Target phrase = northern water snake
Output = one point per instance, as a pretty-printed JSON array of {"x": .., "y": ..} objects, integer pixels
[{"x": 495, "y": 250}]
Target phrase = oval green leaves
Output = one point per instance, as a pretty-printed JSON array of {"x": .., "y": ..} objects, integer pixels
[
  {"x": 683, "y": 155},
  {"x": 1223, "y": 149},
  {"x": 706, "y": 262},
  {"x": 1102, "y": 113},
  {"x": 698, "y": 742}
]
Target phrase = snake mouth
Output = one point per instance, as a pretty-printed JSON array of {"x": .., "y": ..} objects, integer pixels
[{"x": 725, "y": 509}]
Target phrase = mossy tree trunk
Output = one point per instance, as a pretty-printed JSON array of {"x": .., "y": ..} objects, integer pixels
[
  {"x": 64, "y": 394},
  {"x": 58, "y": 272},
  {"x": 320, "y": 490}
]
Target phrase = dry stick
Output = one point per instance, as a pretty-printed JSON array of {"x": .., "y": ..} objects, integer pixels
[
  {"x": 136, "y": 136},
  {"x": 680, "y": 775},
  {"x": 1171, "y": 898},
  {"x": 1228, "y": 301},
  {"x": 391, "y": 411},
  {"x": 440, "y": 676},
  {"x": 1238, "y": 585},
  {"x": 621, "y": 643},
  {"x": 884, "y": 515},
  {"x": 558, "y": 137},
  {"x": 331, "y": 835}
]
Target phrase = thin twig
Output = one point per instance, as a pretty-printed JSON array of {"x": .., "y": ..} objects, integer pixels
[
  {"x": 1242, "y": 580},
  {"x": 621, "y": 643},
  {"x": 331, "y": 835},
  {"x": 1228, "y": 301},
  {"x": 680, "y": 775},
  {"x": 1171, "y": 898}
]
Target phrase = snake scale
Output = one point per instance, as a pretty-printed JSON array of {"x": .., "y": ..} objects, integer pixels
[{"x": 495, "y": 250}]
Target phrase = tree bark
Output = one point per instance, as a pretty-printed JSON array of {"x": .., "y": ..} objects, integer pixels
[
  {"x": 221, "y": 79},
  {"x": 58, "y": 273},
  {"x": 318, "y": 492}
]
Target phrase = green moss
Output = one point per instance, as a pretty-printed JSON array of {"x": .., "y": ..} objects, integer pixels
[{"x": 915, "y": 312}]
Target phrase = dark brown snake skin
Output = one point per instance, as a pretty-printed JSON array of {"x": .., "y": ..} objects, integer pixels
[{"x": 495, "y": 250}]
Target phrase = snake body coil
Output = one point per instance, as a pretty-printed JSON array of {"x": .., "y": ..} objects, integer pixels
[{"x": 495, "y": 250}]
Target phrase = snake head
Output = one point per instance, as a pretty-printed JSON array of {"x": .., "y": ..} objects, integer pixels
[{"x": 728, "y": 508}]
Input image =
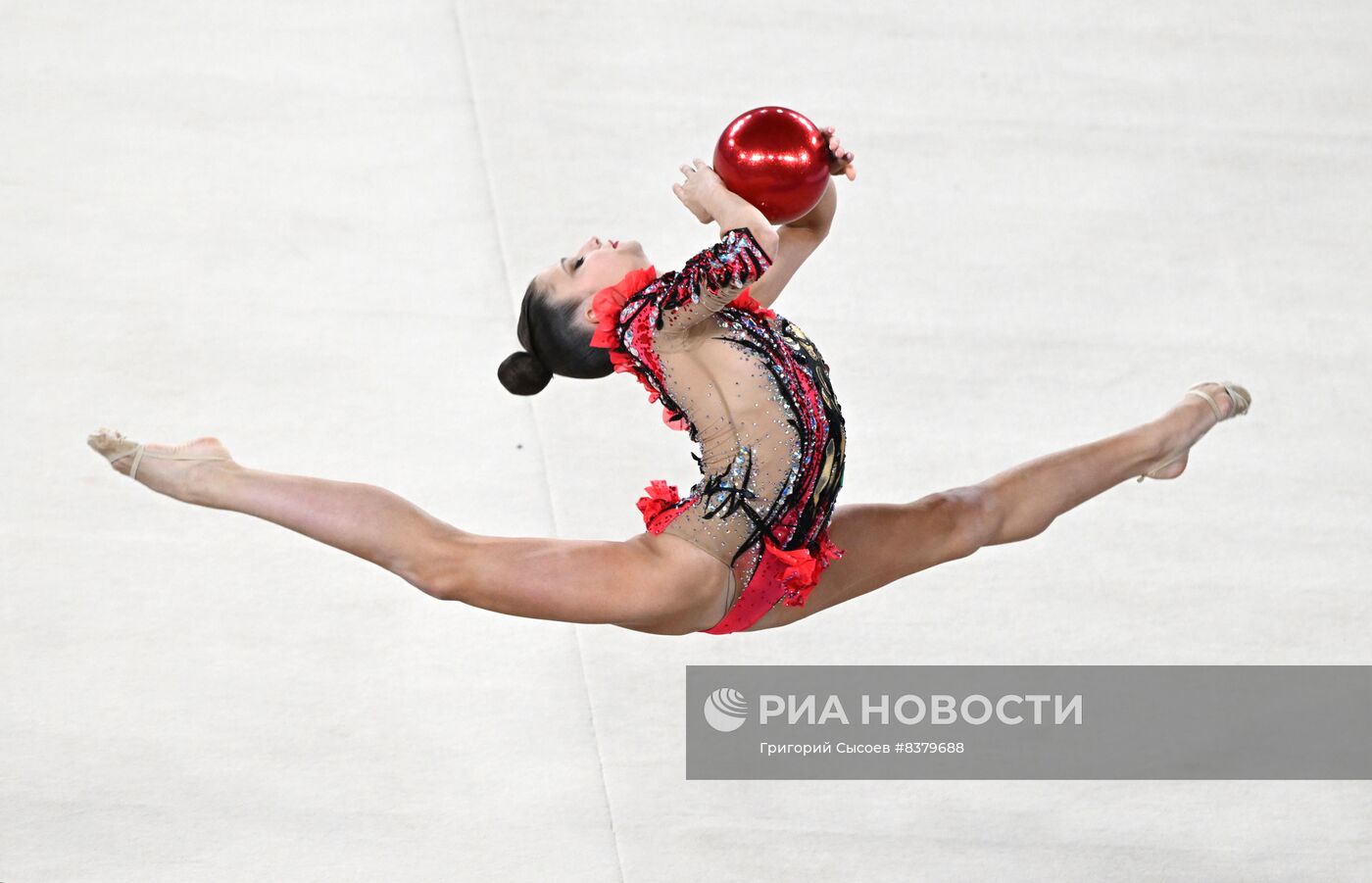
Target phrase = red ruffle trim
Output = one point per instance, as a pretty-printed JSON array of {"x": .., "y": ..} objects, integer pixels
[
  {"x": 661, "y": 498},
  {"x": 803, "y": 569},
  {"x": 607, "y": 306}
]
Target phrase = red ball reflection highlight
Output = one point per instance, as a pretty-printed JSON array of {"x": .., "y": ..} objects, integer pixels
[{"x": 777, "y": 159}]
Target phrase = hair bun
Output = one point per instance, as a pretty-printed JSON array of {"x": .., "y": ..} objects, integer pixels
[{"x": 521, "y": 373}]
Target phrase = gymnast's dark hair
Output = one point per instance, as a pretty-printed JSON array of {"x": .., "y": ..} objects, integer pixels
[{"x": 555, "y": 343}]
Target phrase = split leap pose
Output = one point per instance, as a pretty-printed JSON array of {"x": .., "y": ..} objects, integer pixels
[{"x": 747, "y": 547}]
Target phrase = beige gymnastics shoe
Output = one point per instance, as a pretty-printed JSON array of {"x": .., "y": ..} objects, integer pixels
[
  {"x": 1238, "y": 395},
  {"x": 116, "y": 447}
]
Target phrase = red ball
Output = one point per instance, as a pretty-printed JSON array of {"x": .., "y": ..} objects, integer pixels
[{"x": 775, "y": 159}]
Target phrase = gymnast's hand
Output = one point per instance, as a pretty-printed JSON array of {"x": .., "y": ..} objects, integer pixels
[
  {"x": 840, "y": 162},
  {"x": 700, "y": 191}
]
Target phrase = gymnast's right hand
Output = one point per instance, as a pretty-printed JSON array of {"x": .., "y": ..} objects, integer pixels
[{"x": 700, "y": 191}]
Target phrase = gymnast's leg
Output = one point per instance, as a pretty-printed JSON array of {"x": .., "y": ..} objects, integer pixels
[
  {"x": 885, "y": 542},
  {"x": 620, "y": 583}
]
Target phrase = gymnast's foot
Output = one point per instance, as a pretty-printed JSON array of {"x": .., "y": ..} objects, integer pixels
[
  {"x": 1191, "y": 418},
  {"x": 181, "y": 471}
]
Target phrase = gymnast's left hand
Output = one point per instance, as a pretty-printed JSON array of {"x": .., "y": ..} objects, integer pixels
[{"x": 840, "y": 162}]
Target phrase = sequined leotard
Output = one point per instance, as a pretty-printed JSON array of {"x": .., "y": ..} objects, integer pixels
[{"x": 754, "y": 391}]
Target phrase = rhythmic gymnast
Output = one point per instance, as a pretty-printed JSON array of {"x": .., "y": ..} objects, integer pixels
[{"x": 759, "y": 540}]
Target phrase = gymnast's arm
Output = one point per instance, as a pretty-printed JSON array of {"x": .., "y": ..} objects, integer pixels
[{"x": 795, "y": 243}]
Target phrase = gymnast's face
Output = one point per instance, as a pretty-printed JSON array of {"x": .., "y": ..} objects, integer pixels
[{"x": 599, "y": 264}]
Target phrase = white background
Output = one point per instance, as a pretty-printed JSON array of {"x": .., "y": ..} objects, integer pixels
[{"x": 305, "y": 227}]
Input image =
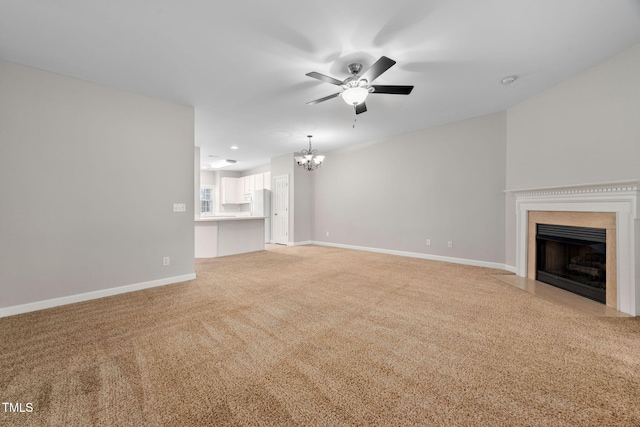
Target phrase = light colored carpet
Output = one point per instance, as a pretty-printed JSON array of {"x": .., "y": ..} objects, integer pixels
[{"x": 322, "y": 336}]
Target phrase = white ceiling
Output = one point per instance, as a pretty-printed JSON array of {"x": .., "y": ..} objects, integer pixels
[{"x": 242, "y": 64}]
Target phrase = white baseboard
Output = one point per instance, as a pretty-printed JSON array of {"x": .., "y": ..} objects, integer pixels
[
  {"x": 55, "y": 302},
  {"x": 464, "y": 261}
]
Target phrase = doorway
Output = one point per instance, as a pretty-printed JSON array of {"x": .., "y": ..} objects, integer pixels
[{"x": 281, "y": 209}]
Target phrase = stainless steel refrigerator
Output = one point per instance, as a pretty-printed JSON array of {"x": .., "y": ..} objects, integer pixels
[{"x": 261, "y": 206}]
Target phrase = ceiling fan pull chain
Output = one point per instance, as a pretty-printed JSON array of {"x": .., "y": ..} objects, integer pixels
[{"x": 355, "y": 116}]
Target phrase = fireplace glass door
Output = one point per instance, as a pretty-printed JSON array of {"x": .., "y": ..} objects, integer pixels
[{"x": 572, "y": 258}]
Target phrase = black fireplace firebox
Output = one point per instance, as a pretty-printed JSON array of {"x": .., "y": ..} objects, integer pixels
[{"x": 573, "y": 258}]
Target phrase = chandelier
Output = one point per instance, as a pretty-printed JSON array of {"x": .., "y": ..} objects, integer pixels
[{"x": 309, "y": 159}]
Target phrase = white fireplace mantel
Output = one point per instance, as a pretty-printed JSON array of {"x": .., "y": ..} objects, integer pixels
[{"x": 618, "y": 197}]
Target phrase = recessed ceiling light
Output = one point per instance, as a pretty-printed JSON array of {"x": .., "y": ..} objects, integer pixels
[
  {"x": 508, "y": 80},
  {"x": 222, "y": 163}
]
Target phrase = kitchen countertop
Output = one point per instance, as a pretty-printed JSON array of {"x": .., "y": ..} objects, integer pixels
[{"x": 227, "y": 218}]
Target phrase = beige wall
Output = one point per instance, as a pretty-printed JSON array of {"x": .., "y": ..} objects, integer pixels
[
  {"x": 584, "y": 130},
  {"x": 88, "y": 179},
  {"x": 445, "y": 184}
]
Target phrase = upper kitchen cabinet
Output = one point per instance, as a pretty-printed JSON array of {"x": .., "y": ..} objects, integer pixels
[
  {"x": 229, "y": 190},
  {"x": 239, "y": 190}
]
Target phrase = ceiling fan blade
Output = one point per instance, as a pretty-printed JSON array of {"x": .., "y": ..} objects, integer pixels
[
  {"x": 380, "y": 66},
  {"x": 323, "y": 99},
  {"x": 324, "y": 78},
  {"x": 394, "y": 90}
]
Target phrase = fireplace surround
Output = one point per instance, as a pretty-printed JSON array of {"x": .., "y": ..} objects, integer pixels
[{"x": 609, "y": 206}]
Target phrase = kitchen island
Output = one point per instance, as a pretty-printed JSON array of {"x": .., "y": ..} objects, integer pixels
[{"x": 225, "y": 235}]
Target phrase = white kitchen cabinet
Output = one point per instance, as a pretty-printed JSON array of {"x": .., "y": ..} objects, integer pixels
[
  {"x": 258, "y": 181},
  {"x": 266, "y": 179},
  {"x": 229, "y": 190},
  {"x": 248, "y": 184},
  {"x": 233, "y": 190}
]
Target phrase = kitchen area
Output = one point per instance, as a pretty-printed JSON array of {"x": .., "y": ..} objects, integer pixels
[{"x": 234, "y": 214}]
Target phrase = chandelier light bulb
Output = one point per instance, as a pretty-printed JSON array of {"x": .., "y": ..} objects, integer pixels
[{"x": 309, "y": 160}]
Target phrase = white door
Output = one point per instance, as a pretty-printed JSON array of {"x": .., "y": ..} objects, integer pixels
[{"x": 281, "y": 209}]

================================

Everything from the line containing "Target phrase = ceiling fan blade" through the last line of the records must be given again exactly; leave out all other lines.

Target phrase = ceiling fan blade
Output = one point per instance, as a pretty-printed JSON array of {"x": .., "y": ..} objects, integer pixels
[
  {"x": 380, "y": 66},
  {"x": 323, "y": 99},
  {"x": 324, "y": 78},
  {"x": 394, "y": 90}
]
Target phrase = fireplace surround
Output = one point per instance, as a pretty-printed JSON array of {"x": .., "y": ..} objects, integer pixels
[{"x": 609, "y": 206}]
Target phrase = kitchen island
Output = one point per instance, as a pretty-printed JSON array of {"x": .., "y": ..} objects, integer pixels
[{"x": 225, "y": 235}]
Target phrase = white kitchen cabinet
Output = one point per instance, as a pretty-printed JSON array of {"x": .., "y": ..} objects, integer pixels
[
  {"x": 258, "y": 181},
  {"x": 266, "y": 179},
  {"x": 229, "y": 190},
  {"x": 248, "y": 184},
  {"x": 233, "y": 190}
]
Target phrase = kitchen area
Output = one point per instance, as a pretty-printed JSON array of {"x": .., "y": ..} objects, integer pixels
[{"x": 234, "y": 214}]
Target phrase = chandelier light bulb
Output = one point per instance, as a pretty-printed JSON array of {"x": .., "y": ..} objects, integer pixels
[{"x": 309, "y": 160}]
Target phrase = white door
Output = one point per instance, as a pretty-printed JSON array of {"x": .., "y": ..} objects, integer pixels
[{"x": 281, "y": 209}]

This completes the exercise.